==== Task inputs ====
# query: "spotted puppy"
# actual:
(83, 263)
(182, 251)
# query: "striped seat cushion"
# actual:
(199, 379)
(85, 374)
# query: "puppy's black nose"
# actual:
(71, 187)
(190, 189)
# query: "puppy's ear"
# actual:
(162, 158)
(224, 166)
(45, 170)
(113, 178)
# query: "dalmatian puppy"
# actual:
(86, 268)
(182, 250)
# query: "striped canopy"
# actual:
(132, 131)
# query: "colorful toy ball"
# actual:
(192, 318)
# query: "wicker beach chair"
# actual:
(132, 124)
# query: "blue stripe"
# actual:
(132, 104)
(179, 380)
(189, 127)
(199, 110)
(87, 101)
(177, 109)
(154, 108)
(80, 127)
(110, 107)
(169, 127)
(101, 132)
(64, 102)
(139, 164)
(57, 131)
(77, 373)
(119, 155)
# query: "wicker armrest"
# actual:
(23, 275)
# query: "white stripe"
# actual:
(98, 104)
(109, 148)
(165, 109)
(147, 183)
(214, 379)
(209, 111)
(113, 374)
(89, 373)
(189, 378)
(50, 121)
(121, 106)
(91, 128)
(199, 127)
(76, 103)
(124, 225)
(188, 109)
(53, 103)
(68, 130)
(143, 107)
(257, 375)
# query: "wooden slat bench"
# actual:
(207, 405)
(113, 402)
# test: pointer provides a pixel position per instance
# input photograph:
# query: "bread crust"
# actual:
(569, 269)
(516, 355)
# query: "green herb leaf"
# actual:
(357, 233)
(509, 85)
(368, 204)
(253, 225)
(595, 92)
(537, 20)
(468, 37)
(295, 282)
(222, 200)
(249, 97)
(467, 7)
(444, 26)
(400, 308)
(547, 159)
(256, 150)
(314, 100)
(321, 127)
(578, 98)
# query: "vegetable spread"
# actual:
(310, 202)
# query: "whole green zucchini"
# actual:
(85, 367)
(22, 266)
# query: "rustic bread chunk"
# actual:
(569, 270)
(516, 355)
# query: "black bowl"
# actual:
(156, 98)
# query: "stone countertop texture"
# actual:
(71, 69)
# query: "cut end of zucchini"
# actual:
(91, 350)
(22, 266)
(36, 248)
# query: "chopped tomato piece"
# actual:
====
• Task to carry out:
Search the entries above for the word "black", and copy every line where it occurs.

• Solution:
# query: "puppy's black nose"
# query: "black bowl"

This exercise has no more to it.